• _Document segment_:
_____

We owe the celebration of Black History Month,
and more importantly, the study of black history, to Dr. Carter G. Woodson.
Born in 1875 in Buckingham County, Virginia, Woodson spent his childhood
working in the Kentucky coalmines. He entered high school at the age of 20
and taught elementary school for two years after his graduation. He later
studied at Berea College, the University of Chicago, and Harvard University,
receiving a Ph.D. degree from Harvard in 1912. He was dean of the School of
Liberal Arts at Howard University from 1919 to 1920 and of West Virginia
Institute (now West Virginia State College) from 1920 to 1922.
As Woodson studied, he couldn’t help but see
the dearth of information in American history on the accomplishments of
blacks. So he decided to take on the challenge of giving black Americans
their rightful place in the nation’s history. In 1915, he established the
Association for the Study of Negro Life and History, now called the
Association for the Study of Afro-American Life and History, and a year
later founded the widely respected Journal of Negro History. In 1926, he
launched Negro History Week as an initiative to bring national attention to
the contributions of black people throughout American history.
Woodson chose the second week of February for
Negro History Week because it marks the birthdays of two men who greatly
influenced the black American population, Frederick Douglass and Abraham
Lincoln. February was a good choice for other reasons as well.
W.E.B. DuBois, an important civil rights leader
and co-founder of the NAACP was born in February, 1868:
The 15th Amendment, granting blacks the right to vote, was passed
in February 1870 and the first black U.S. senator, Hiram R. Revels, took his
oath of office the same month.

_____

• _Excerpted records_:
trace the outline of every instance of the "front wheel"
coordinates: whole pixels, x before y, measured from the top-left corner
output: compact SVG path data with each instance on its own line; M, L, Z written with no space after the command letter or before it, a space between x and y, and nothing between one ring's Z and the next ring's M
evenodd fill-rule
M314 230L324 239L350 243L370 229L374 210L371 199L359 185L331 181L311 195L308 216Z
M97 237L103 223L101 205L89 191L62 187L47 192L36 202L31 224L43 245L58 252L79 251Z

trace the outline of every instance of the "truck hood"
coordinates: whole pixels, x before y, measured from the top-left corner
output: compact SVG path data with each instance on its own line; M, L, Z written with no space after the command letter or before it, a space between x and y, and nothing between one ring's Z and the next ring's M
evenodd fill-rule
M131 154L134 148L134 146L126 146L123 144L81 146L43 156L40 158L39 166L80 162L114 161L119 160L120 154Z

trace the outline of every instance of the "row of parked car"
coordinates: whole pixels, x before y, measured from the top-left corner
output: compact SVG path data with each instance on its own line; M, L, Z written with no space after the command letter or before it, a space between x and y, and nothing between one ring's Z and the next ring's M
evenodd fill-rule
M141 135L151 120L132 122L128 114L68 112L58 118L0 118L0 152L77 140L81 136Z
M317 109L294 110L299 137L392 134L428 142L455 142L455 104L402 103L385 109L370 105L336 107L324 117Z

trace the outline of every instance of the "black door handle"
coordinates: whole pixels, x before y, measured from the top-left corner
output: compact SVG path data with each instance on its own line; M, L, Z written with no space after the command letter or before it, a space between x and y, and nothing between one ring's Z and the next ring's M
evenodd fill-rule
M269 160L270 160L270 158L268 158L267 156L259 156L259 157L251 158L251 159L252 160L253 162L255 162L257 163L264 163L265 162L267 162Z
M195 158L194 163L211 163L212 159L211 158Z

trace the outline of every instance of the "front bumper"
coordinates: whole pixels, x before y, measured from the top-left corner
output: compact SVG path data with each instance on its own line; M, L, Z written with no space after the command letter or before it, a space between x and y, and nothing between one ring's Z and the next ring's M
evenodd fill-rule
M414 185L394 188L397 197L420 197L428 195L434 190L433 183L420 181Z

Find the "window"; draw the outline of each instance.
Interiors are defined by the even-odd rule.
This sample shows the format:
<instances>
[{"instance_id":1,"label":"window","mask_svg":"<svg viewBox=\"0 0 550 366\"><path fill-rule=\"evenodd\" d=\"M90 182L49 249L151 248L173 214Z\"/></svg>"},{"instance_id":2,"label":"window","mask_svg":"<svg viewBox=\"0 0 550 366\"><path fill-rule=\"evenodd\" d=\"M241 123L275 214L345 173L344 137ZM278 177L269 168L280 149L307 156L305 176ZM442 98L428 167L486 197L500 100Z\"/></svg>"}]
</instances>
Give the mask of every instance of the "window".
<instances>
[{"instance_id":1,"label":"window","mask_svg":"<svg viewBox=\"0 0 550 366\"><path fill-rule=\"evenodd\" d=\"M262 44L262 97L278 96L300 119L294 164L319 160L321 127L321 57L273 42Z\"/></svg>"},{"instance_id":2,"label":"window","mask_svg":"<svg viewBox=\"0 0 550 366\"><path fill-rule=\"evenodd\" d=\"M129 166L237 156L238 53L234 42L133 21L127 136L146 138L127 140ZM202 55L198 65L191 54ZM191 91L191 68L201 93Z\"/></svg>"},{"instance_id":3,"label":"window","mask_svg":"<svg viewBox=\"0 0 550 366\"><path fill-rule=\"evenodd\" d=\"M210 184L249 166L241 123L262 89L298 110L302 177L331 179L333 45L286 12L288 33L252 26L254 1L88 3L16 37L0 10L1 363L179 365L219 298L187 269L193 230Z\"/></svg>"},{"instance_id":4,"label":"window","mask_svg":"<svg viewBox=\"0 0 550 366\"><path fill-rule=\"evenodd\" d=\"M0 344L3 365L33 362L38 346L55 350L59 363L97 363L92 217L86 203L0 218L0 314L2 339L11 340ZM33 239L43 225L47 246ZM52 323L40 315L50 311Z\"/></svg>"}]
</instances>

_____

• _What you will do_:
1. Answer these questions from the passage on Black History Month:
(a) In what year did Woodson receive his Ph.D. from Harvard?
(b) In what year did he launch Negro History Week?
(c) Whose birthdays fall in the second week of February?
2. Rename "coalmines" as "coal mines" in the passage on Black History Month, beginning at the words "We owe the celebration" and stopping after "1920 to 1922.".
The material plays no part here.

• _Responses to the exercise_:
1.
(a) 1912
(b) 1926
(c) Frederick Douglass and Abraham Lincoln

2.
We owe the celebration of Black History Month,
and more importantly, the study of black history, to Dr. Carter G. Woodson.
Born in 1875 in Buckingham County, Virginia, Woodson spent his childhood
working in the Kentucky coal mines. He entered high school at the age of 20
and taught elementary school for two years after his graduation. He later
studied at Berea College, the University of Chicago, and Harvard University,
receiving a Ph.D. degree from Harvard in 1912. He was dean of the School of
Liberal Arts at Howard University from 1919 to 1920 and of West Virginia
Institute (now West Virginia State College) from 1920 to 1922.